#### IL TUO OBIETTIVO
Trascrivi senza alcuna modifica le righe dei record partendo da quella che contiene "Annotation task — tag each instance of the paved" e arrivando alla fine dei record, includendo entrambe le estremità.

#### Estratti di dataset sull'indicazione di oggetti
==============================

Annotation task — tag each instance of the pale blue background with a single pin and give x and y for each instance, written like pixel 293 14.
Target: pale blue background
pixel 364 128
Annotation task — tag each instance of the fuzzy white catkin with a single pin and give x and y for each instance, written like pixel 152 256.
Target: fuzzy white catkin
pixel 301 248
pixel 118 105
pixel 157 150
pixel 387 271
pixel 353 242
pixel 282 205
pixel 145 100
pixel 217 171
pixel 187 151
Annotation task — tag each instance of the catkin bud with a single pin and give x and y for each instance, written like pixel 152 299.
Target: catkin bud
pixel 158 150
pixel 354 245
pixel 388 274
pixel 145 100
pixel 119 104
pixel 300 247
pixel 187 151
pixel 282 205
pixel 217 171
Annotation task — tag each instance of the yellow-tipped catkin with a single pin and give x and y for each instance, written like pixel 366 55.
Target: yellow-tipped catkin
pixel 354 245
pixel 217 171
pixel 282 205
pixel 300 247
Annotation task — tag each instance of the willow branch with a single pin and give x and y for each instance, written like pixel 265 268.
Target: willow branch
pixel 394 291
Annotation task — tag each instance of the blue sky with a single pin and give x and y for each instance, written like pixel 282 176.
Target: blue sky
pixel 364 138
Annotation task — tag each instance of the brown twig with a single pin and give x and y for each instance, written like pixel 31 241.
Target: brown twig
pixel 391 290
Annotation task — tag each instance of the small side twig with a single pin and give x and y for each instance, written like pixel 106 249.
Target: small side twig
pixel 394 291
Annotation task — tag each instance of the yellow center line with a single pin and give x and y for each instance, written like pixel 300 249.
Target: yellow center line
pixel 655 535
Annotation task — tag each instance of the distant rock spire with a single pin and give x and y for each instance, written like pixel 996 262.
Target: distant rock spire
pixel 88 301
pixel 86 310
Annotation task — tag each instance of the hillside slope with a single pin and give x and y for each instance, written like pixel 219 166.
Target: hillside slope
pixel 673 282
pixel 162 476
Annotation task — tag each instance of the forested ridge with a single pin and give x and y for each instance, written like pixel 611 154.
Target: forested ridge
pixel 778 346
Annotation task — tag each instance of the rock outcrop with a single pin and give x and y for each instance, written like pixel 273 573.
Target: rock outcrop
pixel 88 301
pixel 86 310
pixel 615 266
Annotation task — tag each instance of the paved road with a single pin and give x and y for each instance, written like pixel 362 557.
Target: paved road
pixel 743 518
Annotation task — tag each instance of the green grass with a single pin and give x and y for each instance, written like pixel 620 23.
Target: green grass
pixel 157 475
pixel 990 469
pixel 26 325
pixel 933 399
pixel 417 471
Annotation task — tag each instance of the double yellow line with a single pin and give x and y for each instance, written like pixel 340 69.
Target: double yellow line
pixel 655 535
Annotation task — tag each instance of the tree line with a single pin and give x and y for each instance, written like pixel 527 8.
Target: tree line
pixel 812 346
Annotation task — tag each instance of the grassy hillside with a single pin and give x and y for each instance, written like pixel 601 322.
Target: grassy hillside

==============================

#### LA RISPOSTA
Annotation task — tag each instance of the paved road with a single pin and give x and y for each instance, written like pixel 362 557.
Target: paved road
pixel 743 518
Annotation task — tag each instance of the green grass with a single pin and give x and y for each instance, written like pixel 620 23.
Target: green grass
pixel 157 475
pixel 990 469
pixel 26 325
pixel 933 399
pixel 417 471
Annotation task — tag each instance of the double yellow line with a single pin and give x and y for each instance, written like pixel 340 69.
Target: double yellow line
pixel 655 535
Annotation task — tag each instance of the tree line with a single pin and give x and y for each instance, written like pixel 527 8.
Target: tree line
pixel 812 346
Annotation task — tag each instance of the grassy hillside with a single pin and give x and y for each instance, written like pixel 601 322.
Target: grassy hillside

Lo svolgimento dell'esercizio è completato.